**Passage provided**
Begin

Market Features

We Need a Way Out of the Housing Mess

03/09/08 - 11:34 AM EDT


There's no end in sight to the woes of homeowners -- and very little help on the way.

The statistics are shocking , and grow worse by the month:

  • 900,000 American homes are now in foreclosure -- up 71% from a year ago.
  • Home prices declined 8.9% on average in 2007, according to the Case Shiller Index -- but some markets recorded declines of 35% or more.
  • Americans' percentage of equity in their homes has fallen below 50% for the first time since 1945, according to the Federal Reserve.
  • U.S. consumer bankruptcy filings increased 15% in February to 76,120. They're up 37.3% from a year ago.
  • 801,840 Americans declared bankruptcy in 2007, up nearly 40% from the previous year -- in spite of tougher new bankruptcy laws.
  • Americans have been financing their lifestyles -- and world economic growth -- with their credit cards and houses for the past decade. America's savings rate went negative in June 2005, and has been mostly underwater ever since.

    Now the bubble has burst, along with the American dream of home ownership.

    We're past the stage of blame. In a column a year ago, I pointed out that there was enough greed to go around -- from homebuyers, to mortgage brokers, to financial institutions, investment banks and rating agencies.

    The question now is: What are we going to do about it?

    Help for Homeowners?

    In spite of all these disastrous headlines, there is still no organized system to help people deal with their mortgage woes.

    Consumers are widely advised to contact their lenders before falling behind on their payments. Lenders have no choice but to institute foreclosure when a loan is more than 90 days past due. But even those who try to get help from lenders soon find it's an impossible task.

    The bank or broker that originally made the mortgage tells the homeowner that the loan was sold, and suggests they call the "servicer," the company that collects their payments.

    Easier said than done.

    The homeowner struggles to find a real person in the voicemail limbo of "press 1 to make a payment. ..." If you do get a real person at the loan servicing company, they'll explain they can't change the terms of the loan because it belongs to an unknown "investor."

    The investor -- perhaps a big global bank -- may have taken a multibillion dollar "writedown" on its balance sheet. But it still wants to get paid!

    Even struggling homeowners who want to do the right thing are totally frustrated. So the statistics keep adding up.

    Help Plans Don't Help

    The toll-free number for mortgage help has been widely promoted. But calling the well-publicized toll-free number 888-995-HOPE just leads to another bureaucratic runaround.

    The Hope Now Alliance program is run out of the offices of the financial-services industry trade group. They're the ones who facilitated the mortgage mess in the first place, and who have little incentive to facilitate any real resolution to the problem that would cause the banks to recognize even more losses.

    Even the National Foundation for Credit Counseling, whose member Consumer Credit Counseling Services have the real expertise in this field, acknowledges it cannot work magic when homeowners cannot make the monthly payments on their mortgages.

    Michelle Johnson is President of the Consumer Credit Counseling Services of Nevada. She reports that the median home price in the community she serves is down $75,000 -- from $332,000 just a year ago.

    Even worse, 95% of the problem loans are to people who owe more than their home is worth!

    Johnson says her advisors are reduced to helping people sort out how to remain in their homes until the inevitable foreclosure, advising them to start saving some of their former mortgage payments for rent when they're finally evicted.

End

**Material supplied**
Begin

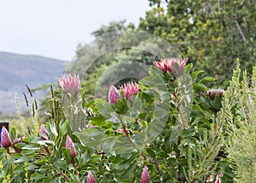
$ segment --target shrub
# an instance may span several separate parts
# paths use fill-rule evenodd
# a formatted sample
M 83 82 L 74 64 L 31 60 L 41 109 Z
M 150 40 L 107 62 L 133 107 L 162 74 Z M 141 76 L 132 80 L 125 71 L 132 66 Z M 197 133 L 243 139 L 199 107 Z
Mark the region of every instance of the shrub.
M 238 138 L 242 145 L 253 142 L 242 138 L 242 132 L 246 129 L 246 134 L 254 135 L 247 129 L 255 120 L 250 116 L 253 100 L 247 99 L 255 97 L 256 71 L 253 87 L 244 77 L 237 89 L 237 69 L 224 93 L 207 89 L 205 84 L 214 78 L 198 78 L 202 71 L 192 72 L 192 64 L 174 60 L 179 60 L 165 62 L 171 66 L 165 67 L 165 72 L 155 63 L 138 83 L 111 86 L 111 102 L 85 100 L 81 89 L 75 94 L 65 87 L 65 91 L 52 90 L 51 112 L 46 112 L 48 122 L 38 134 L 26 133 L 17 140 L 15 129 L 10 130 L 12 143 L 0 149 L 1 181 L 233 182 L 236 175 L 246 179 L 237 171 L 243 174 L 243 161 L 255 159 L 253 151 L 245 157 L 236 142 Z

End
Begin

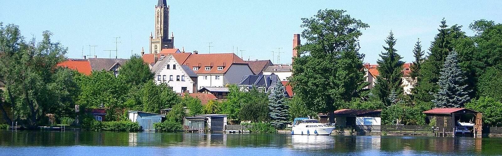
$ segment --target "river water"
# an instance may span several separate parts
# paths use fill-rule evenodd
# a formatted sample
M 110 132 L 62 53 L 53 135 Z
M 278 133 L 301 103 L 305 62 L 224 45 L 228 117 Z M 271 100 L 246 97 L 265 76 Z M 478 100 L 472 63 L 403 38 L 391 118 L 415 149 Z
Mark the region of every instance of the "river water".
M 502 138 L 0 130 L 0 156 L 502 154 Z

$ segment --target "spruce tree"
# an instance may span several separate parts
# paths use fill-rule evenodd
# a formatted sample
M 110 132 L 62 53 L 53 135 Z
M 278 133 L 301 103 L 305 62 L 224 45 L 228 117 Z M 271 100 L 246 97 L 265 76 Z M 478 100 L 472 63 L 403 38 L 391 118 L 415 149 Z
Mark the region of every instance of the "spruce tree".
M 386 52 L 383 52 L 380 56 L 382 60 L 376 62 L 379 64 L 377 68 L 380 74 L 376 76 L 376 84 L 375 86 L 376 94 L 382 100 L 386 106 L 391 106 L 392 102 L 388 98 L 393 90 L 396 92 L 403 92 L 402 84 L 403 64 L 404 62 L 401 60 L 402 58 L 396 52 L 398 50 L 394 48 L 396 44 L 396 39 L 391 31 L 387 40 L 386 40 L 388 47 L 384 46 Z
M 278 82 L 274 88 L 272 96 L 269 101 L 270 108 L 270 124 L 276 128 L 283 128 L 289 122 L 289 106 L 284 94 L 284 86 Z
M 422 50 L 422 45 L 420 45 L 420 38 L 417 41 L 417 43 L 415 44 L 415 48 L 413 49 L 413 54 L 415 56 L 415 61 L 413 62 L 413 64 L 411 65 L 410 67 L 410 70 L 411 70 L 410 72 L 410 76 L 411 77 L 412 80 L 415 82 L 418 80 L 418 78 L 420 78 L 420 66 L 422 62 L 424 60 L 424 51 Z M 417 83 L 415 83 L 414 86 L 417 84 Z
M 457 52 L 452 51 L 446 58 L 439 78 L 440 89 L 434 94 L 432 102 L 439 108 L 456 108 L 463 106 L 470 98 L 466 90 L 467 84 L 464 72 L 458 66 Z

End

**Requirements**
(1) According to the housing column, how many Americans declared bankruptcy in 2007?
(2) Copy everything in the housing column from "There's no end" down to "37.3% from a year ago.".

**In response**
(1) 801,840 Americans declared bankruptcy in 2007.

(2)
There's no end in sight to the woes of homeowners -- and very little help on the way.

The statistics are shocking , and grow worse by the month:

  • 900,000 American homes are now in foreclosure -- up 71% from a year ago.
  • Home prices declined 8.9% on average in 2007, according to the Case Shiller Index -- but some markets recorded declines of 35% or more.
  • Americans' percentage of equity in their homes has fallen below 50% for the first time since 1945, according to the Federal Reserve.
  • U.S. consumer bankruptcy filings increased 15% in February to 76,120. They're up 37.3% from a year ago.